Request
In the listing, locate the line containing "One point lands on each instance of the grassy", then quote it and all following lines exactly. Omit pictures.

(Point placement records)
************

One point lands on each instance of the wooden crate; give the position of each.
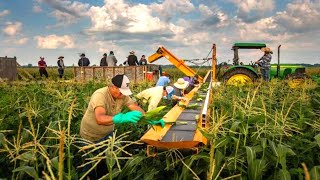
(135, 73)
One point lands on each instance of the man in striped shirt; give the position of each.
(264, 63)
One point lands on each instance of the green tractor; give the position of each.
(247, 74)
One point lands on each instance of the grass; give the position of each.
(263, 131)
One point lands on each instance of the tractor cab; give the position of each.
(247, 74)
(238, 46)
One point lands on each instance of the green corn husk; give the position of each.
(154, 114)
(193, 106)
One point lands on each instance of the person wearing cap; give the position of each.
(179, 88)
(103, 61)
(264, 63)
(60, 66)
(154, 95)
(143, 60)
(111, 59)
(83, 61)
(163, 80)
(193, 81)
(104, 110)
(42, 67)
(132, 59)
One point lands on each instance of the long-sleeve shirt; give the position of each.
(84, 62)
(112, 60)
(163, 81)
(60, 64)
(152, 95)
(103, 61)
(42, 64)
(265, 60)
(133, 60)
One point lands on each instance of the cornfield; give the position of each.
(263, 131)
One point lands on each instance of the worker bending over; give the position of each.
(154, 95)
(104, 110)
(179, 88)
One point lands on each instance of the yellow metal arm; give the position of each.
(163, 52)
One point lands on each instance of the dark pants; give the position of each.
(60, 71)
(265, 74)
(93, 174)
(43, 72)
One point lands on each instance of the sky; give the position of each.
(187, 28)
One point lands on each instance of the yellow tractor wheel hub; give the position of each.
(295, 82)
(239, 80)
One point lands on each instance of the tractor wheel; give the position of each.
(295, 80)
(239, 76)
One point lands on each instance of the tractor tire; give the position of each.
(296, 79)
(240, 76)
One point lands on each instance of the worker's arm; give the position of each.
(154, 101)
(101, 117)
(135, 107)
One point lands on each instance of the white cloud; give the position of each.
(66, 12)
(12, 28)
(205, 10)
(37, 8)
(63, 19)
(22, 41)
(169, 8)
(54, 42)
(4, 13)
(119, 16)
(253, 10)
(300, 17)
(256, 5)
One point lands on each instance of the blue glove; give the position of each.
(129, 117)
(157, 122)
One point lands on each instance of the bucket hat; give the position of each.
(181, 84)
(266, 49)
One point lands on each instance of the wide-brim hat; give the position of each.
(181, 84)
(122, 82)
(266, 49)
(170, 91)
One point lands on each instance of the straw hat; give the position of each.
(266, 50)
(181, 83)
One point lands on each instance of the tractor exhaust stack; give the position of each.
(278, 65)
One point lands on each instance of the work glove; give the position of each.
(129, 117)
(157, 122)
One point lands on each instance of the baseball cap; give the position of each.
(170, 91)
(122, 82)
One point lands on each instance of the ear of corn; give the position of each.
(154, 114)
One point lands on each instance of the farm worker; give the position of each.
(163, 80)
(143, 60)
(193, 81)
(179, 88)
(111, 59)
(132, 59)
(103, 61)
(104, 110)
(264, 63)
(154, 95)
(42, 67)
(60, 66)
(83, 61)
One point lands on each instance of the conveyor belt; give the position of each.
(184, 132)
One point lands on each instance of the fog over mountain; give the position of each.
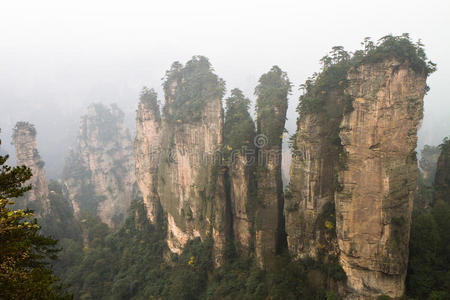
(58, 57)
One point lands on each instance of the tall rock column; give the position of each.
(271, 108)
(309, 203)
(189, 174)
(442, 178)
(239, 150)
(24, 140)
(374, 201)
(99, 175)
(147, 149)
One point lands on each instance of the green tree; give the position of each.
(271, 104)
(24, 268)
(239, 129)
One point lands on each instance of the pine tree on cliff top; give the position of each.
(24, 252)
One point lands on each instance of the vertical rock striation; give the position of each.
(271, 108)
(99, 176)
(190, 179)
(24, 140)
(311, 188)
(375, 200)
(239, 150)
(147, 149)
(354, 172)
(442, 178)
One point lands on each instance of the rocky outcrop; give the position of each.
(442, 178)
(178, 162)
(24, 140)
(374, 201)
(311, 190)
(240, 154)
(147, 147)
(99, 175)
(271, 108)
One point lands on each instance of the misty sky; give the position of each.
(56, 57)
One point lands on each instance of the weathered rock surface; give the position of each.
(178, 159)
(271, 108)
(375, 200)
(187, 177)
(147, 147)
(24, 140)
(99, 176)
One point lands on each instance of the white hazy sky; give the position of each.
(58, 56)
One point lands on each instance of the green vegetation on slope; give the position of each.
(271, 105)
(25, 272)
(239, 128)
(189, 88)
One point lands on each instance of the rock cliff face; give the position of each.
(147, 148)
(442, 178)
(178, 160)
(374, 201)
(271, 108)
(312, 175)
(99, 176)
(189, 180)
(24, 140)
(240, 154)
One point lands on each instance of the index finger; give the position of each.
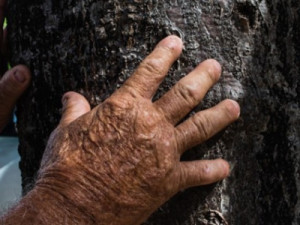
(146, 79)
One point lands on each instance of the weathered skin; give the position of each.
(117, 163)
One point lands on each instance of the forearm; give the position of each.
(43, 206)
(68, 199)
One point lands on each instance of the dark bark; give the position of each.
(93, 46)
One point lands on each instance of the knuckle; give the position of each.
(152, 66)
(185, 93)
(232, 109)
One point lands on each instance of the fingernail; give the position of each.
(171, 42)
(20, 77)
(64, 99)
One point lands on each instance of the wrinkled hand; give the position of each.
(14, 82)
(120, 161)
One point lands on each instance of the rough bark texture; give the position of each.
(93, 46)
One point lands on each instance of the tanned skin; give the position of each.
(117, 163)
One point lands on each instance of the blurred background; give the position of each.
(10, 175)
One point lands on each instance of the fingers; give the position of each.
(189, 91)
(2, 12)
(12, 85)
(154, 68)
(74, 106)
(205, 124)
(202, 172)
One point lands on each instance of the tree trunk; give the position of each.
(92, 46)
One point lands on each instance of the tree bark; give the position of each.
(93, 46)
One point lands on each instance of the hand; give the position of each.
(119, 162)
(14, 82)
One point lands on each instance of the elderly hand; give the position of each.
(14, 82)
(119, 162)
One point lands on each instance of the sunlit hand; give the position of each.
(121, 161)
(117, 163)
(14, 82)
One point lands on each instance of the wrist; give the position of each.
(44, 206)
(95, 197)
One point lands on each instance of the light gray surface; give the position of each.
(10, 176)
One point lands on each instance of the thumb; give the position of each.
(74, 106)
(12, 85)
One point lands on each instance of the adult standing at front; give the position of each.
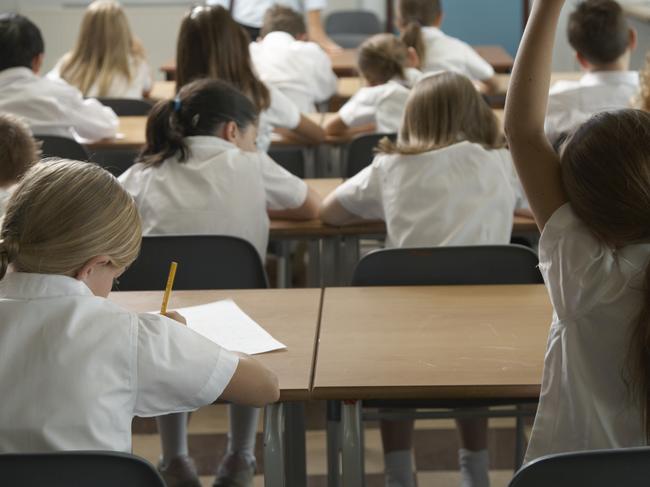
(250, 13)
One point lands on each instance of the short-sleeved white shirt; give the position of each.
(219, 190)
(281, 113)
(75, 368)
(458, 195)
(302, 71)
(382, 105)
(446, 53)
(53, 107)
(120, 87)
(572, 103)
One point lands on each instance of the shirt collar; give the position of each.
(26, 285)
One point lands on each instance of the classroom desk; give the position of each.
(291, 316)
(438, 342)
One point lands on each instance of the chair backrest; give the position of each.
(629, 467)
(352, 22)
(127, 107)
(204, 262)
(66, 148)
(477, 264)
(361, 151)
(79, 469)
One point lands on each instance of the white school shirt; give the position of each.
(52, 107)
(75, 368)
(572, 103)
(251, 12)
(459, 195)
(302, 71)
(219, 190)
(596, 296)
(446, 53)
(282, 113)
(382, 105)
(120, 87)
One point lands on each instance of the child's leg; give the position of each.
(397, 439)
(473, 455)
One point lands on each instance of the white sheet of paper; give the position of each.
(227, 325)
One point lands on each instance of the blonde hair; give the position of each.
(441, 110)
(381, 58)
(62, 214)
(104, 49)
(18, 149)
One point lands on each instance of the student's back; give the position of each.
(49, 107)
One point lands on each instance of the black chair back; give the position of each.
(361, 151)
(64, 147)
(603, 468)
(204, 262)
(127, 107)
(79, 469)
(476, 264)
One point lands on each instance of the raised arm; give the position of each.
(537, 163)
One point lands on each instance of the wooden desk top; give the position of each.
(448, 342)
(290, 315)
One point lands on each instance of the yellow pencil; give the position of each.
(168, 288)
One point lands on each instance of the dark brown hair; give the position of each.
(283, 19)
(598, 31)
(606, 173)
(198, 109)
(18, 149)
(413, 15)
(441, 110)
(212, 45)
(381, 58)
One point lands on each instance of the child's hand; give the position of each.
(176, 317)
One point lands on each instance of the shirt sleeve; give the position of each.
(177, 369)
(574, 264)
(361, 195)
(282, 112)
(284, 191)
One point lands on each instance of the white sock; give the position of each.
(173, 436)
(398, 468)
(474, 468)
(243, 431)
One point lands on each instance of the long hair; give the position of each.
(441, 110)
(104, 50)
(212, 45)
(605, 167)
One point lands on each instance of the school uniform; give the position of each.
(282, 113)
(596, 292)
(458, 195)
(120, 87)
(572, 103)
(382, 104)
(220, 190)
(302, 71)
(446, 53)
(54, 107)
(75, 368)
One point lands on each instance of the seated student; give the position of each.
(49, 107)
(89, 366)
(201, 174)
(419, 23)
(592, 205)
(212, 45)
(284, 59)
(447, 181)
(18, 151)
(603, 42)
(107, 60)
(386, 63)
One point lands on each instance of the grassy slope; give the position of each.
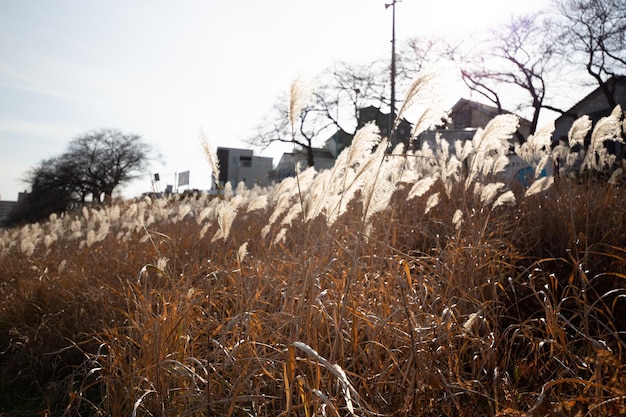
(159, 307)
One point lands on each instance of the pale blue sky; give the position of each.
(165, 69)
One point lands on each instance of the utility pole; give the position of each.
(392, 112)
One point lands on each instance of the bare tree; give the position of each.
(518, 55)
(107, 158)
(593, 33)
(276, 127)
(339, 94)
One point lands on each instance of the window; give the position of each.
(245, 161)
(463, 118)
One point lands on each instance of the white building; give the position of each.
(238, 165)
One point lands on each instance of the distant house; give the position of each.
(465, 118)
(286, 167)
(595, 105)
(238, 165)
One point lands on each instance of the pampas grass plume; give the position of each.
(300, 94)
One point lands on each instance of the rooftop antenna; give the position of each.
(392, 111)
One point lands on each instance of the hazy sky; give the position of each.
(166, 69)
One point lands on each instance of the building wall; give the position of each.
(238, 165)
(5, 209)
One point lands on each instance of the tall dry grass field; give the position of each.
(395, 284)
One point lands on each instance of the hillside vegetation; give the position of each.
(418, 283)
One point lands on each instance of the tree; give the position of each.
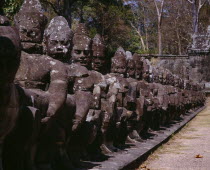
(160, 17)
(197, 5)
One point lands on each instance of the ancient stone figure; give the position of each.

************

Result
One point lands on each instance of the grassy slope; give the position of each.
(159, 307)
One point lands on each instance of the pale blue sky; give the position of each.
(165, 69)
One point lands on each instance of the utility pole; give the position of each.
(392, 112)
One point lands on each instance of the bare tree; give the position of each.
(518, 55)
(107, 158)
(593, 33)
(276, 127)
(339, 94)
One point lands on each instance of the window; give the position of each.
(245, 161)
(463, 118)
One point lands on each instance of the white building; give the position of each.
(238, 165)
One point lands on each instance of the distant house; give the position of each.
(465, 118)
(286, 167)
(595, 105)
(238, 165)
One point lands on each instance of the pampas grass plume; give the position of each.
(300, 94)
One point lands on each instance of the rooftop antenna; give the position of each.
(392, 111)
One point lands on each instance of the hazy sky; give the position of each.
(166, 69)
One point lands on each instance of the building wall; give the position of each.
(238, 165)
(5, 209)
One point lands on each instance of the tall dry grass field; give the position of each.
(395, 284)
One point lands on each instance of the hillside vegetation; give the position of each.
(418, 283)
One point lands on each instance of the tree; give the position of each.
(160, 17)
(197, 5)
One point lands on each instance of the ancient stone figure; give the position of each.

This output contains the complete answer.